Görevleriniz:
a) Oktay Mahmuti röportajına göre Mahmuti, Galatasaray'dan ayrılırken hangi koşulda görevine döneceğini söylemiştir?
b) Oktay Mahmuti röportajında "https://sportando.basketball/tr/ozel-roportaj-oktay-mahmuti/" sözlerinden "sizin kararınız mıydı?" sözlerine kadar uzanan bölümü hiç değiştirmeden çıkarın.
c) Oktay Mahmuti röportajını son cümlesinden sonra devam ettirin.

Sportando'nun Oktay Mahmuti ile roportajı.
https://sportando.basketball/tr/ozel-roportaj-oktay-mahmuti/
‘’ Ayrılmak gibi bir isteğim hiç yoktu. Düzgün bir proje olsaydı, devam etmek isterdim…’’
Galatasaray ile olan sözleşmenizi feshettikten sonra yurt içi ya da yurt dışında herhangi bir takımdan teklif aldınız mı? Şimdilik bu sezonu boş geçirmek sizin kararınız mıydı?
Bu sezonu boş geçirmek gibi bir niyetim yoktu, tam aksine aslında yarım sezonda devralmış olduğum için bu sezona iyi hazırlanmak ve çalışmak istiyordum, öyle bir dönemde ayrıldım Galatasaray’dan… Hatta Galatasaray’dan ayrılırken, düzgün bir projeyle yola çıkılması durumunda görevime döneceğimi de ifade ettim. Ayrı kalmak gibi bir isteğim hiç yoktu. Sonrasında yaşananlar malum.

Kayıtlı bilgiler:
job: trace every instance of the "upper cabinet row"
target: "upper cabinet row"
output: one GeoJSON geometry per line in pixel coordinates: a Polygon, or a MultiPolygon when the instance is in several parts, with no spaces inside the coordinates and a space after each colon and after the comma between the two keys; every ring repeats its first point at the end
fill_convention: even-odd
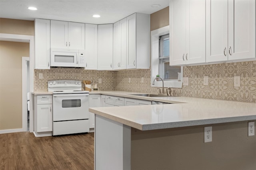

Yanıtlar:
a) Düzgün bir projeyle yola çıkılması durumunda görevine döneceğini söylemiştir.

b)
https://sportando.basketball/tr/ozel-roportaj-oktay-mahmuti/
‘’ Ayrılmak gibi bir isteğim hiç yoktu. Düzgün bir proje olsaydı, devam etmek isterdim…’’
Galatasaray ile olan sözleşmenizi feshettikten sonra yurt içi ya da yurt dışında herhangi bir takımdan teklif aldınız mı? Şimdilik bu sezonu boş geçirmek sizin kararınız mıydı?

c)
Galatasaray’dan çok geç ayrıldım. Tabii ki Galatasaray’ın başındayken başka takım arayışında değildim. Benim ayrıldığım dönemde tüm takımlarda antrenörler belliydi. Sonrasında antrenörleriyle yollarını ayıran bazı takımlarla temasım oldu. Amerika’da bazı temaslarım oldu. Ancak somut ve profesyonel anlamda net bir gelişme olmadı. Yine de bu sektörü biliyorsunuz, yarının ne getireceğini tahmin edemiyorsunuz.
Galatasaray camiasına bir kırgınlığınız var mı?
Camia olarak Galatasaray’a en ufak bir kırgınlığım yok, tam aksine saygım var. Kişilere kırgınlığım, kızgınlığım olabilirdi ama artık hiçbir şey beni şaşırtmıyor. İnsanlar beni şaşırtmıyor. Dolayısıyla onlara da bir kızgınlığım yok. Yaşanan süreç belli, her şey ortada. Sorunuza geri dönersek, hayır, camiaya en ufak bir kırgınlığım yok.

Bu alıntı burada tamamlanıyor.